§ Показанный текст
* * *
И что же? Победа над крохотной Финляндией, которую этому колоссу полагалось бы раздавить как червяка, дается громадными усилиями и многочисленными жертвами. Хорошо вооруженные и идейно подкованные дивизии Красной Армии попадают в окружение финских полков и даже батальонов. Колючая проволока и пулеметы линии Маннергейма оказываются на месяцы непреодолимой преградой для танков и дальнобойных орудий Красной Армии.
Проходит два года еще более мощной и упорной милитаризации страны. И после них июнь-июль 1941 года показывают, чего стоит эта армия в столкновении с настоящим врагом, пусть даже существенно уступающим нам по численности танков и самолетов. Особый позор — это украинский фронт, где советская сторона имела многократное качественное и количественное превосходство практически по всем показателям и не сумела даже оказать достойного сопротивления.
За первый год войны, по разным оценкам, от двух до четырех миллионов воинов Красной Армии сдалось в плен, несмотря на самые жестокие требования сопротивления до последней капли крови в любой ситуации, которыми пестрили уставы и приказы командиров. Сами командиры либо вели свои части в лобовые атаки и превращали в мишень для врага, либо, наоборот, бросали своих подчиненных, бежали в тыл, сдавались в плен, спарывая знаки отличия. В хорошо организованной и высокоидейной армии миллионы рядовых были брошены на произвол судьбы или просто потеряны уважаемыми и высокооплачиваемыми командирами.
* * *
§ Исходные данные

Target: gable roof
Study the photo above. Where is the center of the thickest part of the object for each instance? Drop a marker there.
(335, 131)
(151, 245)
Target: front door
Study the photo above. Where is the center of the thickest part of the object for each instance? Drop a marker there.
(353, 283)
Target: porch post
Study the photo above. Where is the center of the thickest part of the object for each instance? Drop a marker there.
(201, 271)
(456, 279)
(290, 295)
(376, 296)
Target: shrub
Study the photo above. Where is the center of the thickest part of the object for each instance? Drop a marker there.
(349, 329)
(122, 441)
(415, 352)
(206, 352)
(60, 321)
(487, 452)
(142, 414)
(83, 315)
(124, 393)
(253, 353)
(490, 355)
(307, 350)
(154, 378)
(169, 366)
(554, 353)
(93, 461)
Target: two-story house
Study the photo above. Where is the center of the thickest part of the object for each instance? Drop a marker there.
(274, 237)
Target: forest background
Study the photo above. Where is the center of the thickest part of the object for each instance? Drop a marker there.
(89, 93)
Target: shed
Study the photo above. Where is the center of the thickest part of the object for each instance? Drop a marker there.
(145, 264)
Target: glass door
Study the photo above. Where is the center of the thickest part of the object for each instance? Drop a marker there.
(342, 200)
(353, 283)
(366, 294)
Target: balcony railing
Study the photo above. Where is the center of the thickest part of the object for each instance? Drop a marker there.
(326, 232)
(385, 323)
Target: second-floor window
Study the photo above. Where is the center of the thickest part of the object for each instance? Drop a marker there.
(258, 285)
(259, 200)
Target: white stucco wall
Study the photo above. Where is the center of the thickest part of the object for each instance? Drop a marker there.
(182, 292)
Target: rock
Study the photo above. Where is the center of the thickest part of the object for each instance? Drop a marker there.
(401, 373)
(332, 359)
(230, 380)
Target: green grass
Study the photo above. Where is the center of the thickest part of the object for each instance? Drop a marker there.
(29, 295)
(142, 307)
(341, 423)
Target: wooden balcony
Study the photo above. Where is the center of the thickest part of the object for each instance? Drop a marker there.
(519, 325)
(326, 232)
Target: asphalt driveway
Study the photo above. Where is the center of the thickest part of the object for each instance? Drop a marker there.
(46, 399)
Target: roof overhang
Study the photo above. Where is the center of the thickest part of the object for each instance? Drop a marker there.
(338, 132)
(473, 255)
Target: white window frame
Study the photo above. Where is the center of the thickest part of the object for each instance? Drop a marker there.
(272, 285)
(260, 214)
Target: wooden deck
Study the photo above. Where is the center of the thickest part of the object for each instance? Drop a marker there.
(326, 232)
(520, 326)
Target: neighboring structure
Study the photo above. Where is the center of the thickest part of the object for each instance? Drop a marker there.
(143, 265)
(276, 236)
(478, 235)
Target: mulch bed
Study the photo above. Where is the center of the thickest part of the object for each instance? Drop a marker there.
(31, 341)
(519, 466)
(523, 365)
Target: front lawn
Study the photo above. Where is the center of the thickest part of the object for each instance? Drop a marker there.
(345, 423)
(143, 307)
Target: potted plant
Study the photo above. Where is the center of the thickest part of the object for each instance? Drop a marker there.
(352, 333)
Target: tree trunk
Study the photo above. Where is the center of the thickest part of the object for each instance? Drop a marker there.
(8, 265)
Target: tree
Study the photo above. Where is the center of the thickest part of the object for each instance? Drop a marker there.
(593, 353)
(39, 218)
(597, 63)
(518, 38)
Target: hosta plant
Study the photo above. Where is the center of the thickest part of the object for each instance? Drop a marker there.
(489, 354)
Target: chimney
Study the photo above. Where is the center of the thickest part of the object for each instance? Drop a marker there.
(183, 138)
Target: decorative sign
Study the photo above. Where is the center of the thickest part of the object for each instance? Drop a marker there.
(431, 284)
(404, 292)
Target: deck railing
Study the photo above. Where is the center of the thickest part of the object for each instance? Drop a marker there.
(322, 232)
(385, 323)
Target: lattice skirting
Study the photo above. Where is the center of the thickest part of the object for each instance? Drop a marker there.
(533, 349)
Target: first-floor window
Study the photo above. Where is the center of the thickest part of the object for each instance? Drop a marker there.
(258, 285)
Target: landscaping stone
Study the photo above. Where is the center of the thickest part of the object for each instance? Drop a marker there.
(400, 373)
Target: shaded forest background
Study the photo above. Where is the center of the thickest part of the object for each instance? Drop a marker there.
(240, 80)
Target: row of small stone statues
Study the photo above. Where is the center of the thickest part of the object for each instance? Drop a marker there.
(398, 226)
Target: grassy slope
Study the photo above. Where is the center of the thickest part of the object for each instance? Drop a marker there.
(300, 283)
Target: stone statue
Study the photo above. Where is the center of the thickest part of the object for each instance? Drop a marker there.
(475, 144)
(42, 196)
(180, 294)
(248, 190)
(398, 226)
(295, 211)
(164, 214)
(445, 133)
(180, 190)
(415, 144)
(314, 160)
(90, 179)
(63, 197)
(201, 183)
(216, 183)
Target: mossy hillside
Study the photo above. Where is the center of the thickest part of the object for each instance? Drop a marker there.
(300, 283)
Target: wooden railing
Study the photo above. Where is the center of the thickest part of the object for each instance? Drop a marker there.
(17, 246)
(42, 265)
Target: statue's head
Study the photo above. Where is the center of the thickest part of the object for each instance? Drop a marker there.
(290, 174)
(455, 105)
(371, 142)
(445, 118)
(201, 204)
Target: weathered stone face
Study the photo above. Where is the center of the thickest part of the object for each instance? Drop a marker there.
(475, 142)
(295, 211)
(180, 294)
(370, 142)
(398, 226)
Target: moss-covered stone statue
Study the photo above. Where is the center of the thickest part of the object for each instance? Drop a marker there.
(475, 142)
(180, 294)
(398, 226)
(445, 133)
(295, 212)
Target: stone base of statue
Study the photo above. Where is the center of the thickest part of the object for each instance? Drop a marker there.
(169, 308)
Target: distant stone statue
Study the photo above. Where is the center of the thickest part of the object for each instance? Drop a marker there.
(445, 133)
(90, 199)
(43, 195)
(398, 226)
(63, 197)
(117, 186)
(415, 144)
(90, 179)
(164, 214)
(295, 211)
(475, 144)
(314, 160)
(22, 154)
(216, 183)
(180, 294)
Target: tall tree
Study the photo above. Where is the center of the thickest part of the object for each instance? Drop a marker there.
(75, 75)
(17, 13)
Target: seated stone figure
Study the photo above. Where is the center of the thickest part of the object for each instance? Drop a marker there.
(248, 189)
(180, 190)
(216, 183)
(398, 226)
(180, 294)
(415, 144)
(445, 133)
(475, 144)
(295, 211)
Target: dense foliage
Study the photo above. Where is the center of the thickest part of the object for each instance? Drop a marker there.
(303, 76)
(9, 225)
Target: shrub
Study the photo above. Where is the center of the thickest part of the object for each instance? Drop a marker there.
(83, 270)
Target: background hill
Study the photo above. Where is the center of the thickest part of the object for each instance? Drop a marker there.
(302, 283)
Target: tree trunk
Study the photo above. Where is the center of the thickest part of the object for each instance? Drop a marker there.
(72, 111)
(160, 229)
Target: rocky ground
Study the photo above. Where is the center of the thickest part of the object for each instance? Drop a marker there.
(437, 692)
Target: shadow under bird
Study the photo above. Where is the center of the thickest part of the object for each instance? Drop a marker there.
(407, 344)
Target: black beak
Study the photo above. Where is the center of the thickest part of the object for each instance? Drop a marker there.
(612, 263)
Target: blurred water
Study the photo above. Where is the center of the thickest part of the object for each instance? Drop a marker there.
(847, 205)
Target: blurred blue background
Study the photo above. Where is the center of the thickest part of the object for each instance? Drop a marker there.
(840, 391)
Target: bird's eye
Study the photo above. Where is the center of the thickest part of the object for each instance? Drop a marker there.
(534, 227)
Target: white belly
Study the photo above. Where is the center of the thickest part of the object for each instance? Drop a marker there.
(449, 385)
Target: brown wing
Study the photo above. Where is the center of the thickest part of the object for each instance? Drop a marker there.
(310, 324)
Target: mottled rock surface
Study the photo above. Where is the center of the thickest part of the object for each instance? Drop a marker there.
* * *
§ Описание задачи
Выведите полностью текст о Красной Армии, не меняя в нем ни слова. Опирайтесь только на показанный текст.

§ Решение задачи
И что же? Победа над крохотной Финляндией, которую этому колоссу полагалось бы раздавить как червяка, дается громадными усилиями и многочисленными жертвами. Хорошо вооруженные и идейно подкованные дивизии Красной Армии попадают в окружение финских полков и даже батальонов. Колючая проволока и пулеметы линии Маннергейма оказываются на месяцы непреодолимой преградой для танков и дальнобойных орудий Красной Армии.
Проходит два года еще более мощной и упорной милитаризации страны. И после них июнь-июль 1941 года показывают, чего стоит эта армия в столкновении с настоящим врагом, пусть даже существенно уступающим нам по численности танков и самолетов. Особый позор — это украинский фронт, где советская сторона имела многократное качественное и количественное превосходство практически по всем показателям и не сумела даже оказать достойного сопротивления.
За первый год войны, по разным оценкам, от двух до четырех миллионов воинов Красной Армии сдалось в плен, несмотря на самые жестокие требования сопротивления до последней капли крови в любой ситуации, которыми пестрили уставы и приказы командиров. Сами командиры либо вели свои части в лобовые атаки и превращали в мишень для врага, либо, наоборот, бросали своих подчиненных, бежали в тыл, сдавались в плен, спарывая знаки отличия. В хорошо организованной и высокоидейной армии миллионы рядовых были брошены на произвол судьбы или просто потеряны уважаемыми и высокооплачиваемыми командирами.